§ **LISTA DE ATIVIDADES**:
A) Transcreva o texto sobre personagens femininas complexas de "Apesar de estar" até "mulheres na ficção.".
B) Escreva a continuação do texto sobre personagens femininas complexas, começando logo depois da última frase.

§ **TRECHO CITADO**:
┌──

Em busca de mulheres cretinas
e detestáveis. e canalhas. e todo o restante da complexidade humana pouco explorada em personagens femininos; clube das viciadas em wordle; quem você é na montanha-russa; a canga de Juliette
Sinto falta de personagens femininas complexas, repletas de nuances e com curvas surpreendentes. Não vilãs ou mocinhas, muito menos musas. E reparei que nos últimos dias cruzei com algumas absurdamente interessantes.
Apesar de estar de saco bastante cheio de ler e consumir "obras feministas", daquelas que circulam pelas mesmas questões (e eu sei que o problema é que as mesmas questões existem há milênios e não são solucionadas), é incrível poder se conectar com personagens que conseguem mergulhar em questões extremamente femininas ao passo que não caem nos lugares-comuns reservados às mulheres na ficção.
Uma é a Dra. Cecilia, protagonista do livro "A Pediatra", de Andréa Del Fuego. Ela é apaixonantemente detestável. Tem atitudes condenáveis socialmente, não faz questão de ser correta, não tem paciência, empatia e muito menos responsabilidade emocional (pra usar uma palavra da moda). E, apesar de ser terrível, fiquei com vontade de ser amiga de Cecilia pois costumo gostar muito de gente, principalmente mulheres, que possuem uma personalidade marcante e não tem medo de mostrar quem é.
Quando me deparava com personagens femininas no cinema e na literatura que consumia, mesmo quando tinham alguma atitude considerada ruim, já eram justificadas pelo manto do "amor", seja por algum homem ou por um filho ou por uma irmã ou por um cachorro o que quer que fosse. Como se toda mulher fosse alimentada por esse amor, essa virtuosidade, esse poço de bons sentimentos e atitudes altruístas. Não poderiam ser, somente, vigaristas.
Lembro de outra personagem aqui, a Rebeca, interpretada por Andrea Beltrão em Um Lugar do Sol. Esse roteiro da Rebeca de uma modelo com 50 anos em crise sobre a própria beleza poderia tranquilamente cair em um lugar comum e clichê de botox + cabelo loiro + academia. Quase uma personagem de Zorra Total ou A Praça É Nossa, sabe? Aquela coisa caricata e ridícula nas quais as mulheres eram encaixadas.
Porém, a criação e a interpretação entregam uma mulher intensa em seus desejos e completamente contraditória. Ou seja, uma delícia de acompanhar! Tem discurso da liberdade feminina, mas é presa em um casamento de merda pelas migalhas de atenção dadas pelo marido feio. É uma filha amorosa e atenciosa, em contrapartida é uma mãe que nutre uma espécie de inveja da própria filha. Além de todas as questões sobre idade, desejo por um homem mais jovem, a pressão da juventude... Que personagem complexa é Rebeca e, portanto, apaixonante.
Eu olho pra mim e para as mulheres ao meu redor e todas presas em culpas cristãs, sociais, culpas que vem sei lá de onde e que pouco permite espaço pra um vacilo, pra mediocridade e pra qualquer outro aspecto demasiadamente...humano.

└──

§ **DADOS FORNECIDOS**:
┌──

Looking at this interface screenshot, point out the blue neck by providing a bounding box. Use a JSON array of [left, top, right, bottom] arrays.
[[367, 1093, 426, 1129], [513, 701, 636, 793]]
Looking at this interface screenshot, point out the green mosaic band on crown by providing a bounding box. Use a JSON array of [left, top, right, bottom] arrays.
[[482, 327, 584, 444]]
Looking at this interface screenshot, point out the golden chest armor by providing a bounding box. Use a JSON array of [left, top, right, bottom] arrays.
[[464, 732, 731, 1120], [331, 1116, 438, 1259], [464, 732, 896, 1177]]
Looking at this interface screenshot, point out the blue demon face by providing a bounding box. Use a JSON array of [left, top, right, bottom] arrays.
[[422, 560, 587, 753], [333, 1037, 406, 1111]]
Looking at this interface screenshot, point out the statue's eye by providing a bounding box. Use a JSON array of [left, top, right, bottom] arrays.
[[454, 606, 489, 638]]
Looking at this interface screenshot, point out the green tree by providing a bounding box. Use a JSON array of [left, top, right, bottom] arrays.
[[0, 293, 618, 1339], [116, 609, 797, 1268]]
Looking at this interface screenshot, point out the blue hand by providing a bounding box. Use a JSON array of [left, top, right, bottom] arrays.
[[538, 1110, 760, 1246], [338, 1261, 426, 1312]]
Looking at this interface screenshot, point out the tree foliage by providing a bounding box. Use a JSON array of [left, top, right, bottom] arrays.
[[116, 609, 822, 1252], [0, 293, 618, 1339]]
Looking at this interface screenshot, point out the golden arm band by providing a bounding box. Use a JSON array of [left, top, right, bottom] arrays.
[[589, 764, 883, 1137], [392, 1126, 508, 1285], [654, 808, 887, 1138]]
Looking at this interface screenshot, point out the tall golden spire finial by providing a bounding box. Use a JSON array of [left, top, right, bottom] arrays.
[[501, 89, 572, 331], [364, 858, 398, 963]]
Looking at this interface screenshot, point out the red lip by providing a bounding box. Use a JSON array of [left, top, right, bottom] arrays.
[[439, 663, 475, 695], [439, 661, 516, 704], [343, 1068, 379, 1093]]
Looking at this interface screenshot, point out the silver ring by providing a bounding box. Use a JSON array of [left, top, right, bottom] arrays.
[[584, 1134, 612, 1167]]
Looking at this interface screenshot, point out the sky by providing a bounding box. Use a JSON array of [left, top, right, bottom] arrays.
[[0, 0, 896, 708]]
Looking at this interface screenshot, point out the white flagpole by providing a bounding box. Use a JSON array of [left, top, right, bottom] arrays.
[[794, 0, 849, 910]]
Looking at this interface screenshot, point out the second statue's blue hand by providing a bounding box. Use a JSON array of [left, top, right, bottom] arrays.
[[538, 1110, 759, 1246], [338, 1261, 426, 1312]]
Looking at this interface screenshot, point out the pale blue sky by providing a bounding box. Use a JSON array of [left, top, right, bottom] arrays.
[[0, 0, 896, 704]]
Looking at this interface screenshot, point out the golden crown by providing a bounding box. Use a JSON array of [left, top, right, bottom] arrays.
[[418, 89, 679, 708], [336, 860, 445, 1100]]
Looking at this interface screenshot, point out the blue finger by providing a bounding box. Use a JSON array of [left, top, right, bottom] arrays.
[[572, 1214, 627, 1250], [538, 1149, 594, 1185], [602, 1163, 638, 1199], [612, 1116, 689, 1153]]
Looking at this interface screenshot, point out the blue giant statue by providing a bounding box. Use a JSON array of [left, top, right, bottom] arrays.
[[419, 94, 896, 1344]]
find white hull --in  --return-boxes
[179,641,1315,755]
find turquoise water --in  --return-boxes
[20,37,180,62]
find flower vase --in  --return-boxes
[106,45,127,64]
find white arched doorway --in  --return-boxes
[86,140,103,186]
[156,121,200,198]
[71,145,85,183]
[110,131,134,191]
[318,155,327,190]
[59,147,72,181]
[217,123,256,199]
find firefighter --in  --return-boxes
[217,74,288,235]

└──
┌──

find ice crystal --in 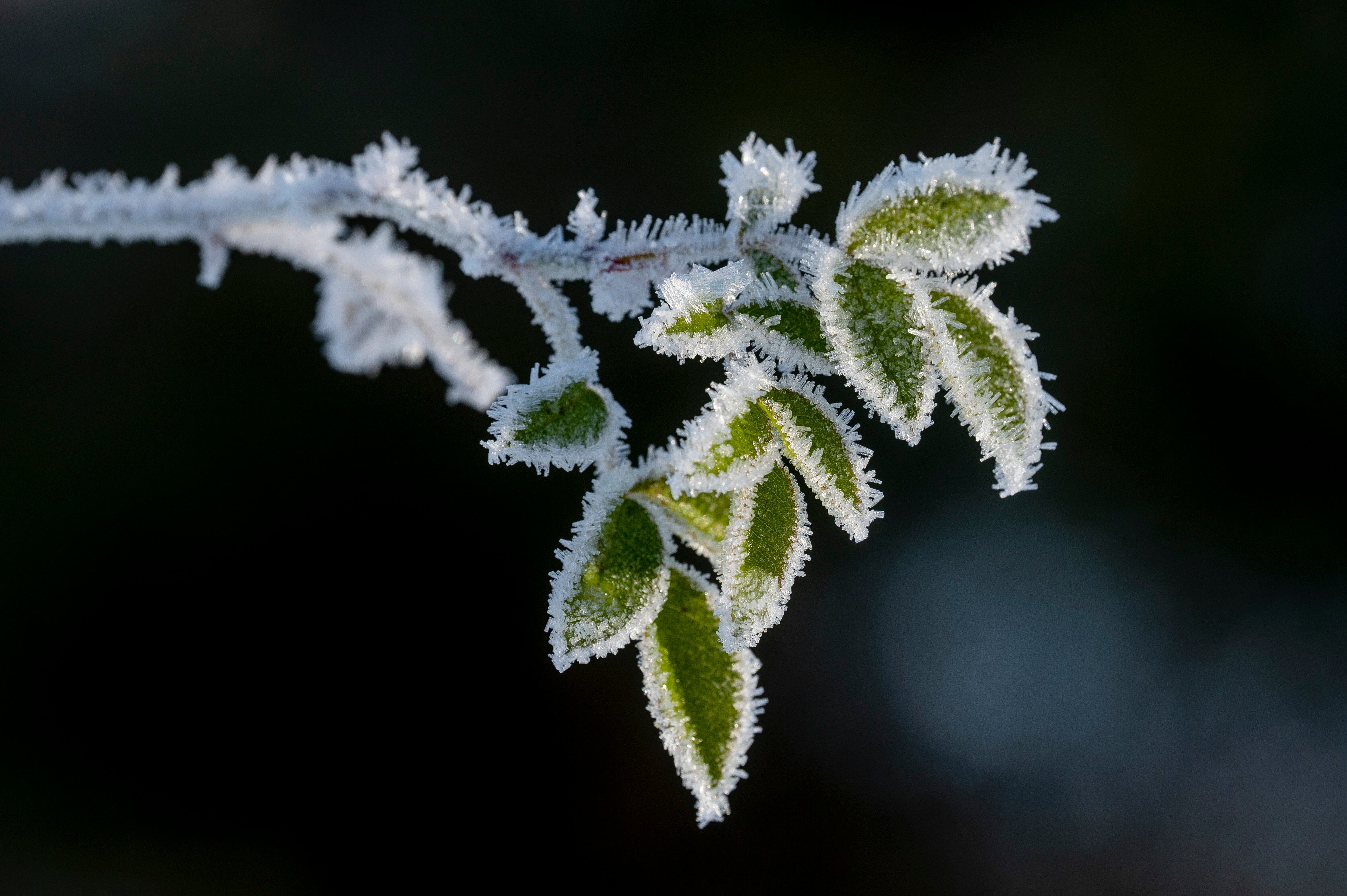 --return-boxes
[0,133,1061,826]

└──
┌──

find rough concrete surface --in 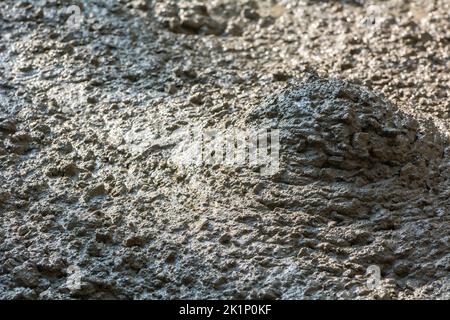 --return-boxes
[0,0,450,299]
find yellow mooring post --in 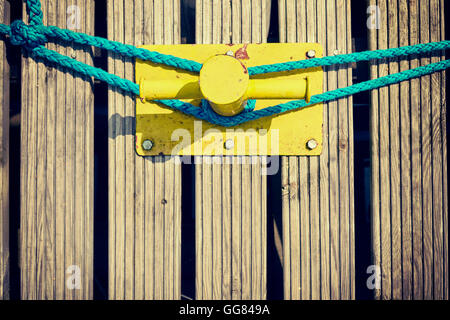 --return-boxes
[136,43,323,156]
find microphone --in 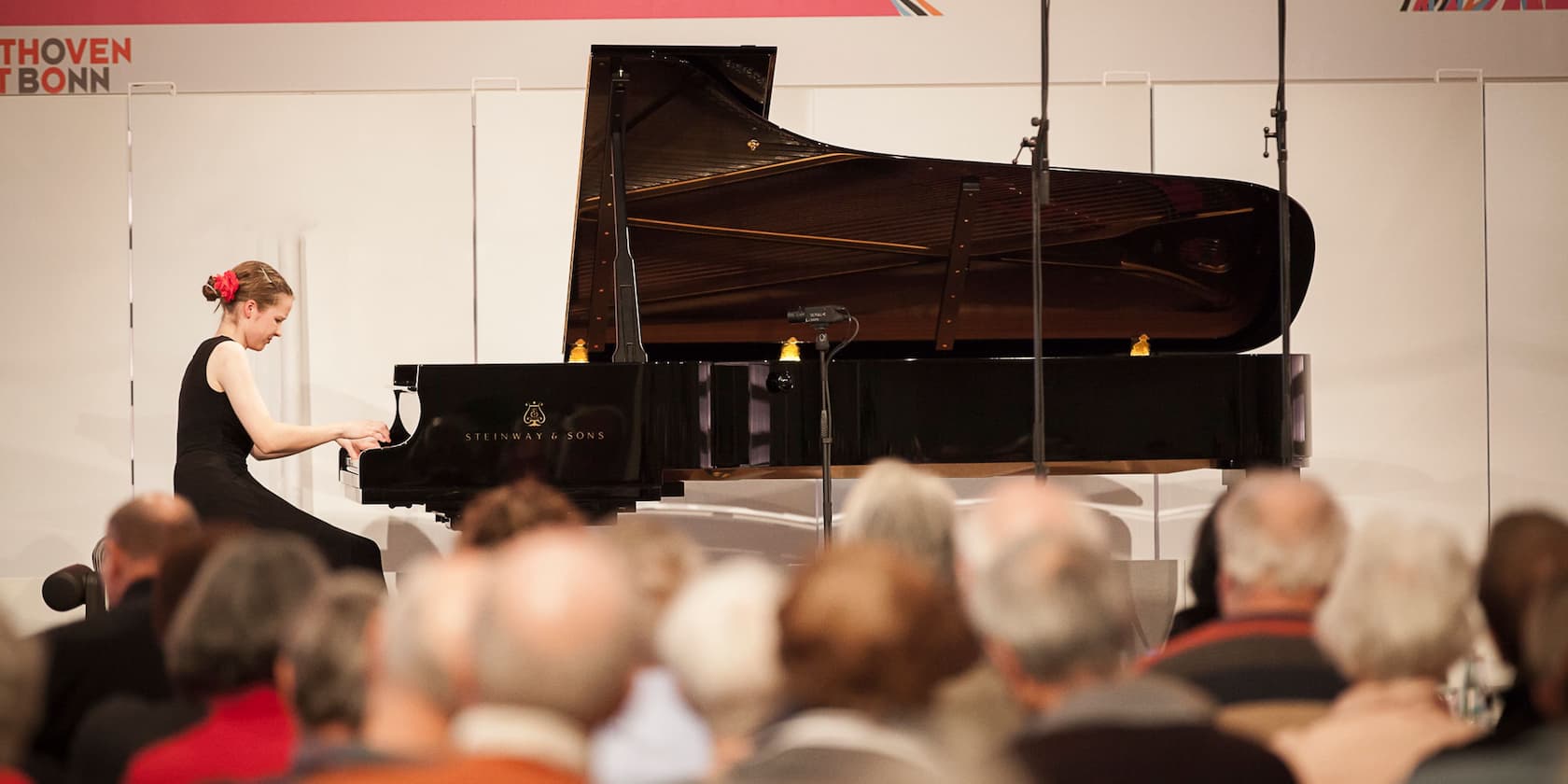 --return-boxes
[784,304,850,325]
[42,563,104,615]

└──

§ **RESPOSTAS POR TAREFA**:
A)
Apesar de estar de saco bastante cheio de ler e consumir "obras feministas", daquelas que circulam pelas mesmas questões (e eu sei que o problema é que as mesmas questões existem há milênios e não são solucionadas), é incrível poder se conectar com personagens que conseguem mergulhar em questões extremamente femininas ao passo que não caem nos lugares-comuns reservados às mulheres na ficção.

B)
Bem como Leda, personagem da adaptação para a Netflix da obra "A Filha Perdida", de Elena Ferrante. Não li o livro e nem sou a maior das Ferranters, mas assistir a um filme com uma mulher que seria apenas uma personagem banal caso fosse um homem, mas tão complexa e intensa por ser mulher, foi uma experiência avassaladora.
Veja bem: num resumo cretino, ela é apenas uma pessoa que resolve curtir mais a vida depois que as filhas têm por volta de 7 anos. Pq esse ponto faz com que Leda seja tão interessante? Talvez pq é uma mulher. Imagina uma sinopse cuja descrição é: "homem sai para curtir mais a vida e deixa filhas em casa". Nada de surpreendente, né? Mas, no caso de Leda, é como um poste mijando num cachorro.
Ora, quantos amigos você tem que deixaram de fazer algo por eles mesmos por conta de filhos? Tenho amigo que foi fazer turnê fora do país com o filho recém-nascido. E pq isso é tão questionável quando a decisão é feminina?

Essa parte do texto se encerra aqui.